• [What to produce]: Extend the forum thread about the Home Depot tile saw, picking up after its final post.

• [Document text]:
※ ※ ※

# home depot tile saw



## cleveman (Dec 28, 2007)

I saw this Rigid tile saw for under $200 at HD. Doesn't look like a bad saw for the price. What type of tabletop saw was Charimon talking about a while back?

http://www.homedepot.com/p/RIDGID-7-in-Job-Site-Wet-Tile-Saw-R4020/202518378


----------



## Golden view (Feb 16, 2012)

I've done about 40 small tile jobs with that saw. The nice thing about the table top saws is there is almost no water spray. A little towards you, but none on the client's stuff. Very easy to carry with one arm.


----------



## heavy_d (Dec 4, 2012)

I just rented this today from HD. Seemed pretty good! If I do much more tile I will probably buy one.


----------



## mako1 (Sep 1, 2013)

I have a neighbor who is also a remodeling contractor and bought this saw.I don't remember what was wrong with it but it was screwed up right out of the box.they took it back and found out it was the last one in stock so HD upgraded it to the next better rigid saw.They said they were happy with it .


----------



## rrk (Apr 22, 2012)

I have one of those for several years now, just had to replace the switch once. Bulletproof.

The blade guard works pretty well for limiting the water spray, I use it in the bathrooms I work in all the time, set in a small black mortar mixing tray


----------



## charimon (Nov 24, 2008)

this is the little one that i have 
http://tiletools.com/us/briccolina-compact-tile-saw/
https://www.youtube.com/watch?v=0-jTQEG2lCw


----------



## TaylorMadeAB (Nov 11, 2014)

charimon said:


> this is the little one that i have
> 
> http://tiletools.com/us/briccolina-compact-tile-saw/
> 
> https://www.youtube.com/watch?v=0-jTQEG2lCw



When we are talking about little saws like that, what makes one saw better than another?

※ ※ ※

• [Source material]:
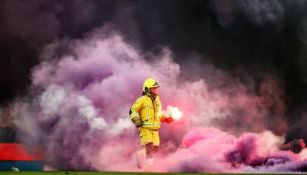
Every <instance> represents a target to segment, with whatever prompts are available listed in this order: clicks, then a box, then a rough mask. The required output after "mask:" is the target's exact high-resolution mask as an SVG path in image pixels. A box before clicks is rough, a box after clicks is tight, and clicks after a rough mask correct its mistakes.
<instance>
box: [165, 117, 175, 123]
mask: <svg viewBox="0 0 307 175" xmlns="http://www.w3.org/2000/svg"><path fill="white" fill-rule="evenodd" d="M173 121H174V119H173V117H167V118H166V119H165V122H166V123H168V124H170V123H172V122H173Z"/></svg>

※ ※ ※

• [Answer box]:
Those small ones are about as basic as they come, and I can't see how a high end one would be loads better than a cheap one


----------



## heavy_d (Dec 4, 2012)

I was reading up on cheap ones, apparently the table surface is so thin and flimsy like sheet metal, they go out of alignment, etc.


----------



## rrk (Apr 22, 2012)

heavy_d said:


> I was reading up on cheap ones, apparently the table surface is so thin and flimsy like sheet metal, they go out of alignment, etc.


Not on the rigid one, it is some type of cast metal, has not rusted so maybe aluminum.


----------



## MIKE ANTONETTI (Jul 17, 2012)

Can you do a backsplash with these little saws inside kitchen, say for tumbled travertine instead of going out to spray homeowners car with slurry dust?


----------



## Creter (Oct 13, 2009)

charimon said:


> this is the little one that i have
> http://tiletools.com/us/briccolina-compact-tile-saw/


That is awesome and I thank you for the information!

:drink:


----------



## avenge (Sep 25, 2008)

I have a !0 inch, 7 inch and 4 inch wet saws. Most of the time especially this time of year I try and do most my cutting with a Rubi tx700N and a grinder. If I set up a wet saw it's usually my 10 inch because I know it will do whatever cut I need and I prefer the blade above with a sliding table.


----------



## cleveman (Dec 28, 2007)

You can buy a cheap saw for $40 that will cut tile fine. I've had a couple of them. The devil is in the details.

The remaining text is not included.